══ Pagina ══

26-1-2022

Stand van het Nederlands Digitaal Erfgoed 2021

In Cultuur in een open samenle­ving (2018) presen­teer­de de minister van Onderwijs, Cultuur en Wetenschap haar cultuur­be­leid. Erfgoed is volgens haar van belang om als maatschap­pij in gesprek te blijven over het verleden, heden en toekomst, en dat zowel op lokaal niveau (dorp of stad) als nationaal niveau (Nederland in Europa). Het uitgangs­punt hierbij is dat cultuur en dus ook erfgoed van en voor iedereen is en daarom ook voor iedereen toegan­ke­lijk moet zijn. Het is van belang dat erfgoed het brede publiek in al haar diversi­teit bereikt (voor iedereen). Tegelij­ker­tijd is het van belang dat dit brede publiek erfgoed kan gebrui­ken voor culture­le en creatie­ve uitingen (van iedereen). In 2019 begon binnen deze context de Intensi­ve­ring Digitaal Erfgoed, waarvoor € 12,4 miljoen aan extra middelen door het ministe­rie beschik­baar werden gesteld.

═══
══ Aangeleverd materiaal ══

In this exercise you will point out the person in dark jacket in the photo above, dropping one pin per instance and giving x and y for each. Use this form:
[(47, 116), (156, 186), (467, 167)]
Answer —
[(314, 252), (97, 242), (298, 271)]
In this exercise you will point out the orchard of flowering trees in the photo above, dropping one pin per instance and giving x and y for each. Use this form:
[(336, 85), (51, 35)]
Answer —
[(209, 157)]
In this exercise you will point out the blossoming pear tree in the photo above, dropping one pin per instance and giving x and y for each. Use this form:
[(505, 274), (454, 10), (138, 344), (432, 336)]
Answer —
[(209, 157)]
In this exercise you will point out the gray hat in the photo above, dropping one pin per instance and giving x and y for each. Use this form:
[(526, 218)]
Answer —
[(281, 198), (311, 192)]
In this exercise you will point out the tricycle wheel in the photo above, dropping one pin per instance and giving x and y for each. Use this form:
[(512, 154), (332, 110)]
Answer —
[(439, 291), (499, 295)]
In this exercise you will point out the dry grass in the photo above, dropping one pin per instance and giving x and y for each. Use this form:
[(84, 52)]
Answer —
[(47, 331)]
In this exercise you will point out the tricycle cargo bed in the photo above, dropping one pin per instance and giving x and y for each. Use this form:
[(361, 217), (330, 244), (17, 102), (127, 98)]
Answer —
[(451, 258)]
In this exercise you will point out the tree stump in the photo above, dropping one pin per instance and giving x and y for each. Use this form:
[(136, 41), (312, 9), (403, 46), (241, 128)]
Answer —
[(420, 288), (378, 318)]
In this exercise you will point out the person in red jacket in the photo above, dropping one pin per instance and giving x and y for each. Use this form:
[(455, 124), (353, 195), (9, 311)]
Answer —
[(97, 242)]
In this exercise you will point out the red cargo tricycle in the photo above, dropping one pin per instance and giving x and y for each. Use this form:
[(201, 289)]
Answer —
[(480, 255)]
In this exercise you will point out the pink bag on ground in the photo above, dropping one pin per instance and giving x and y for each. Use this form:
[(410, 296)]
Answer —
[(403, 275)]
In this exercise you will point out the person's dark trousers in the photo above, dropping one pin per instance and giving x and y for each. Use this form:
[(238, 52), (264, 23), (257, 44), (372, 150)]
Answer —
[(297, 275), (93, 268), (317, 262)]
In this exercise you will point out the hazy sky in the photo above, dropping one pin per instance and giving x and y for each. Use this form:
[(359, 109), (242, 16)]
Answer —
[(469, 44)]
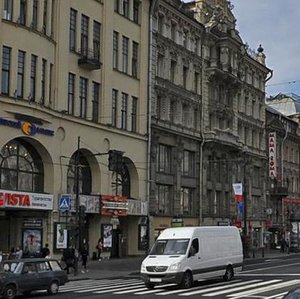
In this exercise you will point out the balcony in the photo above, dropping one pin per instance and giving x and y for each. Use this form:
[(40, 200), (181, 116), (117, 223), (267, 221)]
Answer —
[(279, 191), (89, 59)]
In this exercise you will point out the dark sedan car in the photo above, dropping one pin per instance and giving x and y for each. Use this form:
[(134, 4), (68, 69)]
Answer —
[(26, 275)]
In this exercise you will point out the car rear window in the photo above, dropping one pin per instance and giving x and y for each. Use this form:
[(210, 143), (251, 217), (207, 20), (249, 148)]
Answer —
[(55, 266)]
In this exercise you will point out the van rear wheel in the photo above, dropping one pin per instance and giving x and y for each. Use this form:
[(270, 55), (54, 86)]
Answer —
[(228, 274), (187, 280)]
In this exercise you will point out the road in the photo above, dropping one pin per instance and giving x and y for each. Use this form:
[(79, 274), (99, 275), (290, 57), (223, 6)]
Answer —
[(268, 279)]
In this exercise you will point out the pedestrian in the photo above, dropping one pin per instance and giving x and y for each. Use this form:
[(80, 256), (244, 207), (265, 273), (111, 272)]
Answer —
[(69, 258), (84, 257), (19, 253), (45, 252), (99, 248)]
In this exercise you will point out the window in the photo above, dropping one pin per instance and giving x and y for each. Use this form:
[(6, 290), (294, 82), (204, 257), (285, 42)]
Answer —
[(125, 54), (164, 158), (114, 108), (134, 114), (45, 13), (72, 37), (20, 77), (96, 96), (116, 5), (22, 17), (124, 111), (34, 14), (96, 40), (196, 82), (126, 8), (163, 199), (188, 163), (136, 11), (43, 81), (84, 35), (115, 49), (184, 76), (33, 78), (172, 71), (84, 177), (134, 62), (8, 10), (83, 97), (21, 167), (71, 93), (186, 201), (173, 31)]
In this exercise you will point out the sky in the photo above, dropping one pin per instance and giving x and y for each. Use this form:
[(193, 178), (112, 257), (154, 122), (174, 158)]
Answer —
[(275, 25)]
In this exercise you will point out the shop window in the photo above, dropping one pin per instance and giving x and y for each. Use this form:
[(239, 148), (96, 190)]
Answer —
[(21, 167), (84, 175)]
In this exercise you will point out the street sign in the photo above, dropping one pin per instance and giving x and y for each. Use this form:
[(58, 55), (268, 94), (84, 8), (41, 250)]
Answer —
[(65, 203)]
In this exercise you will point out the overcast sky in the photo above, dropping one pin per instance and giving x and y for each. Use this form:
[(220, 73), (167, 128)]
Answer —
[(275, 24)]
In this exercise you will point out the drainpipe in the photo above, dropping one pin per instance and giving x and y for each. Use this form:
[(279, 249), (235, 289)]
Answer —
[(149, 95)]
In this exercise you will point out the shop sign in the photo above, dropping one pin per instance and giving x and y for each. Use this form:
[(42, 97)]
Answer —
[(28, 128), (22, 200), (114, 205), (33, 222), (137, 207), (272, 155)]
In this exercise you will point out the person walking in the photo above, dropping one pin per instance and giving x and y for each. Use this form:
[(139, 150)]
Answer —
[(99, 248), (84, 258), (45, 251)]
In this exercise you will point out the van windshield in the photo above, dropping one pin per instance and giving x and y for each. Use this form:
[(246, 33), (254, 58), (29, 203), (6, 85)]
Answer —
[(169, 247)]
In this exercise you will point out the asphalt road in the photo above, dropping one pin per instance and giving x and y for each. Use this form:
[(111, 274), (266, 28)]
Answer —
[(266, 279)]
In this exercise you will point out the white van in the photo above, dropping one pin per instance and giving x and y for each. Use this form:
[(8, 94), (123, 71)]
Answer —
[(186, 254)]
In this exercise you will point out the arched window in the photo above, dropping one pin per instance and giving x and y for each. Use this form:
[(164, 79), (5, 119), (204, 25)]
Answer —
[(84, 175), (21, 167)]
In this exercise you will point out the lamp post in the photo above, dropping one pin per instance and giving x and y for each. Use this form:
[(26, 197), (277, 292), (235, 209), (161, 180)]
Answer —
[(245, 150)]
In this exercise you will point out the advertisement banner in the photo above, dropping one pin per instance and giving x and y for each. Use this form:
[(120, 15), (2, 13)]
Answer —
[(107, 230), (114, 205), (272, 155), (24, 200), (238, 192)]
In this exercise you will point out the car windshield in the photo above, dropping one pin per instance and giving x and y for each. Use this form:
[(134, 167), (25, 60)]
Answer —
[(13, 267), (169, 247)]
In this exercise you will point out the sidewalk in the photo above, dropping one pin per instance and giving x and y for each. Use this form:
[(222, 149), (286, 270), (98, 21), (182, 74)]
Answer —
[(130, 266)]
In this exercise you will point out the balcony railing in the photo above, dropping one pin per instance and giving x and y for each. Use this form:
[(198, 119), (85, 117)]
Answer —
[(89, 59)]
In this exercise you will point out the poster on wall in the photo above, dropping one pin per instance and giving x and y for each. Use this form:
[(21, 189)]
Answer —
[(107, 235), (32, 242), (61, 236)]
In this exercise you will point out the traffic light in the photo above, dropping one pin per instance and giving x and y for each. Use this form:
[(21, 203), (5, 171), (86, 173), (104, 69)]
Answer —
[(115, 160)]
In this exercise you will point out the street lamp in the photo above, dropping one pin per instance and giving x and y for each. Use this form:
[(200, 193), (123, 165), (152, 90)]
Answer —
[(245, 150)]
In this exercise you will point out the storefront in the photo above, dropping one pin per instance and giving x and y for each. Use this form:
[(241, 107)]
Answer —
[(24, 221)]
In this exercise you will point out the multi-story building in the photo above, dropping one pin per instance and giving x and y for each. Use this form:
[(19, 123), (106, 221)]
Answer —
[(73, 86), (176, 101), (207, 110), (282, 127)]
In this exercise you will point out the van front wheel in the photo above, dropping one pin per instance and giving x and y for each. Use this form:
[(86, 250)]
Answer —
[(228, 274), (187, 280)]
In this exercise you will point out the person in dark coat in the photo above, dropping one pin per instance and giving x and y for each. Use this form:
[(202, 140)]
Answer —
[(84, 257)]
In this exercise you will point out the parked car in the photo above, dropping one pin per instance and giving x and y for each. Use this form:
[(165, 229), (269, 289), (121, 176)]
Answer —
[(26, 275)]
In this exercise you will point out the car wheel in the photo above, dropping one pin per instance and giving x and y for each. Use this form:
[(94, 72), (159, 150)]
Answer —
[(53, 288), (187, 280), (149, 285), (228, 274), (27, 293), (9, 292)]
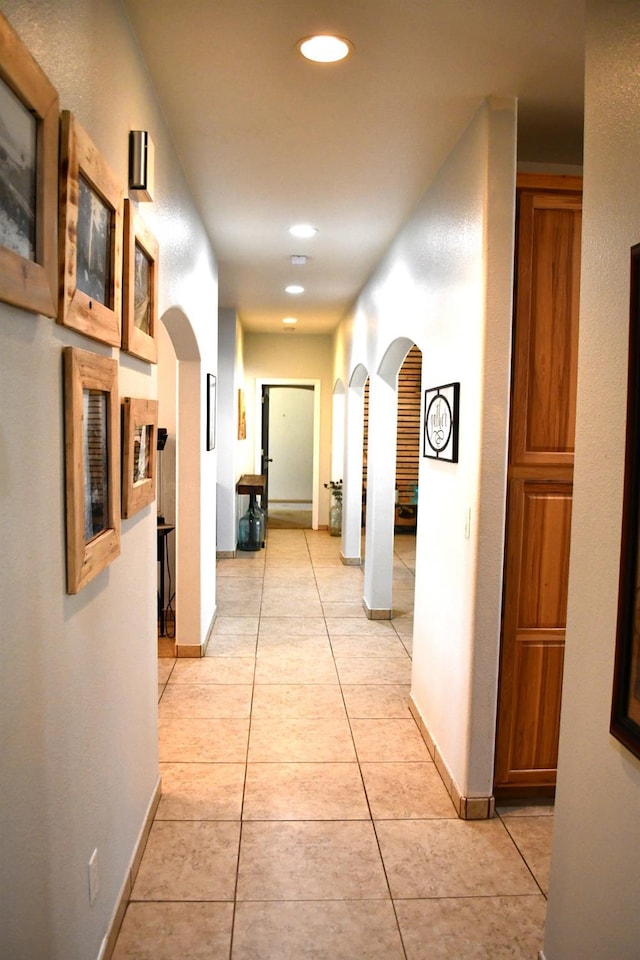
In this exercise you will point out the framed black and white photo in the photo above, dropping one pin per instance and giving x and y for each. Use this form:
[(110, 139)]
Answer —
[(91, 211), (625, 704), (211, 411), (92, 464), (28, 179), (140, 287), (441, 414)]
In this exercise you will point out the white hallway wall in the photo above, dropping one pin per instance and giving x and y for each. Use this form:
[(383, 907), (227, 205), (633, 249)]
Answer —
[(446, 285), (78, 680), (595, 868)]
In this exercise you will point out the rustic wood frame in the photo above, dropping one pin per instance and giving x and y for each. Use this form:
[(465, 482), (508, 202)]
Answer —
[(32, 284), (86, 558), (625, 704), (80, 157), (136, 494), (136, 233)]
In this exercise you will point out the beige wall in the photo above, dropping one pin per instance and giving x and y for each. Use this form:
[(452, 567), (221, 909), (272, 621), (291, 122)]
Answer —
[(446, 285), (595, 872)]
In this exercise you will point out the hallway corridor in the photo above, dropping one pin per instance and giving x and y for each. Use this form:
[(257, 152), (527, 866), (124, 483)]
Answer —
[(301, 816)]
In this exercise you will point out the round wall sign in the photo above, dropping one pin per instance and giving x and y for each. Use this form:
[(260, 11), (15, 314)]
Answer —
[(439, 423)]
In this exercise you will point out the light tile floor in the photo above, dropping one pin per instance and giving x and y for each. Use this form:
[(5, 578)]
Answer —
[(301, 815)]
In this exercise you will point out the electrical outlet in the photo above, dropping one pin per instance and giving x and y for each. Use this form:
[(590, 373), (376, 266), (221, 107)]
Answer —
[(94, 878)]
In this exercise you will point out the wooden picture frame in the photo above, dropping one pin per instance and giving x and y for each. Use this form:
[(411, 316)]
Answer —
[(28, 179), (139, 441), (90, 238), (441, 419), (211, 411), (92, 464), (140, 287), (625, 702)]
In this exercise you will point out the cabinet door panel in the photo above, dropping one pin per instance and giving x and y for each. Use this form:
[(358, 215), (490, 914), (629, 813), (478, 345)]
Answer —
[(539, 524), (547, 303)]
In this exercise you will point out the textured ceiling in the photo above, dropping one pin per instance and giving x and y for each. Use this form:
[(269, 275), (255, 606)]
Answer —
[(267, 139)]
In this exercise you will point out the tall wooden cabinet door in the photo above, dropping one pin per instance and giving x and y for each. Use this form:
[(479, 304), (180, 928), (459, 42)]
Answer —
[(535, 613), (546, 332), (540, 475)]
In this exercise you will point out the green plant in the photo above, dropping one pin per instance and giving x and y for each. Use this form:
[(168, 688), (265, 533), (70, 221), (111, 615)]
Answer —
[(335, 486)]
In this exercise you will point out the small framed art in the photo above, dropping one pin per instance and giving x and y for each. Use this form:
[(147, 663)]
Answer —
[(211, 411), (140, 287), (28, 180), (625, 704), (441, 414), (139, 433), (90, 238), (92, 464)]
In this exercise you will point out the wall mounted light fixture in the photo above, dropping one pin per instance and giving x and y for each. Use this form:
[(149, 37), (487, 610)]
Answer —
[(141, 165)]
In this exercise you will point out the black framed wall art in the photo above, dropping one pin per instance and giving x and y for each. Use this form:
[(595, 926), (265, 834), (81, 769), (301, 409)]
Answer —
[(441, 416)]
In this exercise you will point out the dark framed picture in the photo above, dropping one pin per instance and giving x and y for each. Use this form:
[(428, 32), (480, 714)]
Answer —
[(28, 179), (140, 287), (211, 411), (441, 415), (92, 464), (139, 433), (90, 236), (625, 704)]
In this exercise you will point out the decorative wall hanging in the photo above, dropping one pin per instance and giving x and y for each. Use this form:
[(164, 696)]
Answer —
[(90, 238), (140, 287), (139, 433), (441, 412), (28, 179), (92, 464), (211, 411), (625, 706)]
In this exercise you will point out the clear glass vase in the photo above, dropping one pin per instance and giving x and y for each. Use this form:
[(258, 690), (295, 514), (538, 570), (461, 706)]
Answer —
[(250, 529), (335, 518)]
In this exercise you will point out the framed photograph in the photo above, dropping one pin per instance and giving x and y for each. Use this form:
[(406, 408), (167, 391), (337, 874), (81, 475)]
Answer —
[(139, 438), (90, 238), (625, 704), (28, 180), (211, 411), (92, 464), (441, 413), (140, 287)]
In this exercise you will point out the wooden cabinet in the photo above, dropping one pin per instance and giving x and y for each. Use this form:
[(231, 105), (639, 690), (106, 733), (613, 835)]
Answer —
[(539, 489)]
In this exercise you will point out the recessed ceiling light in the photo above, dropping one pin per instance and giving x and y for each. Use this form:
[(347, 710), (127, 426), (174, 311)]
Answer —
[(324, 48), (304, 230)]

═══

- **Opdrachten**:
1/ Herhaal de volledige tekst over digitaal erfgoed letterlijk.
2/ Neem uit de gegevens woordelijk het gedeelte over dat loopt van de regel met "In this exercise you will point out the framed photograph" tot en met de regel met "413), (140, 287)]".

- **Uitwerkingen**:
1/
26-1-2022

Stand van het Nederlands Digitaal Erfgoed 2021

In Cultuur in een open samenle­ving (2018) presen­teer­de de minister van Onderwijs, Cultuur en Wetenschap haar cultuur­be­leid. Erfgoed is volgens haar van belang om als maatschap­pij in gesprek te blijven over het verleden, heden en toekomst, en dat zowel op lokaal niveau (dorp of stad) als nationaal niveau (Nederland in Europa). Het uitgangs­punt hierbij is dat cultuur en dus ook erfgoed van en voor iedereen is en daarom ook voor iedereen toegan­ke­lijk moet zijn. Het is van belang dat erfgoed het brede publiek in al haar diversi­teit bereikt (voor iedereen). Tegelij­ker­tijd is het van belang dat dit brede publiek erfgoed kan gebrui­ken voor culture­le en creatie­ve uitingen (van iedereen). In 2019 begon binnen deze context de Intensi­ve­ring Digitaal Erfgoed, waarvoor € 12,4 miljoen aan extra middelen door het ministe­rie beschik­baar werden gesteld.

2/
In this exercise you will point out the framed photograph in the photo above, dropping one pin per instance and giving x and y for each. Use this form:
[(406, 408), (167, 391), (337, 874), (81, 475)]
Answer —
[(139, 438), (90, 238), (625, 704), (28, 180), (211, 411), (92, 464), (441, 413), (140, 287)]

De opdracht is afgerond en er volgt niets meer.